▶ **Document text**
[start]

The governing equation is unchanged from before, i.e.,
\begin{equation}
V(\rvec) =
\iint_{S}\frac{\rho_s(\rvec')ds'}{4\pi\epsilon_0|\rvec-\rvec'|},
\label{eq:governingEQ}
\end{equation}
where the potential is known for evaluation points on the plate.
Without the use of symmetry, one would have to solve for the 36
coefficients of the 36 pulse basis functions and the charge density
would be given by
\begin{equation}
\rho_s(\rvec') = \sum_{n=1}^{36} a_np_n(\rvec').
\end{equation}
However, recognizing the four-fold symmetry, one really only needs to
solve for nine coefficients. Even though there are only nine
coefficients, the charge over the entire plate must be included in any
calculation of the potential. To do this, we define a new basis
function $p_n^{(4)}$ which corresponds to four individual pulse
functions. This new basis function, which will be described in detail
in a moment, allows us to write
\begin{equation}
\rho_s(\rvec') = \sum_{n=1}^9 a_n p^{(4)}_n(\rvec').
\label{eq:chargeSymmetric}
\end{equation}
Note that the index $n$ ranges between one and nine. Here $n$
represents the quadrant global index and would map to the quadrant
positional indices $i'$ and $j'$ via
\begin{eqnarray}
j' &=& \text{int}((m-1)/3) + 1, \\
i' &=& n - 3(j'-1).
\end{eqnarray}
Thus $i'$ and $j'$ range between 1 and 3. The behavior of the
single-cell basis function $p_n(\rvec')$ was given in
\refeq{eq:pulseDetails}. The new basis function $p^{(4)}_n(\rvec')$
used in \refeq{eq:chargeSymmetric} to account for all four quadrants
is simply a collection of four standard pulse functions. Keeping in
mind that $n$ maps to $i'$ and $j'$, $p^{(4)}_n(\rvec')$ is given by
\begin{equation}
p^{(4)}_n(\rvec') = \left\{
\begin{array}{l}
\!\!1 \,\,\, \mbox{if}
\left\{
\begin{array}{l}
\!\!\left\{\!
\begin{array}{l}
(i'-1)\Delta \leq x' \leq i'\Delta \\
(j'-1)\Delta \leq y' \leq j'\Delta \\
\end{array}
\!\right\}
\,\mbox{or}\,
\left\{\!

[end]

▶ **Data excerpt**

[start]

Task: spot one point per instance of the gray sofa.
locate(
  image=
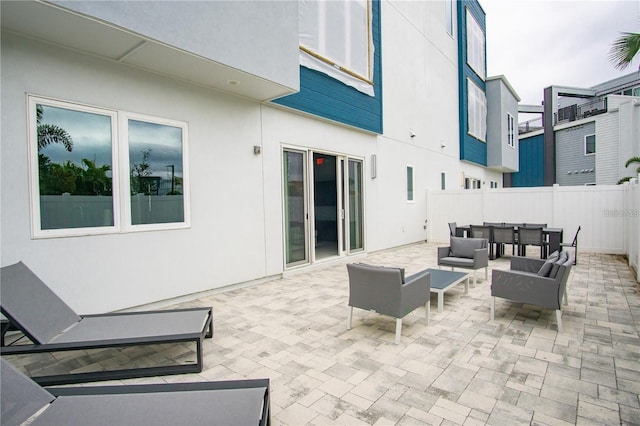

[end]

▶ **Given problem 1**
Rewrite the part of the charged-plate text from "The governing equation" to "on the plate.", replacing "potential" with "voltage".
▶ **Given problem 2**
According to the charged-plate text, how many coefficients need to be solved for once the four-fold symmetry is recognized?

▶ **Task output 1**
The governing equation is unchanged from before, i.e.,
\begin{equation}
V(\rvec) =
\iint_{S}\frac{\rho_s(\rvec')ds'}{4\pi\epsilon_0|\rvec-\rvec'|},
\label{eq:governingEQ}
\end{equation}
where the voltage is known for evaluation points on the plate.

▶ **Task output 2**
Nine coefficients.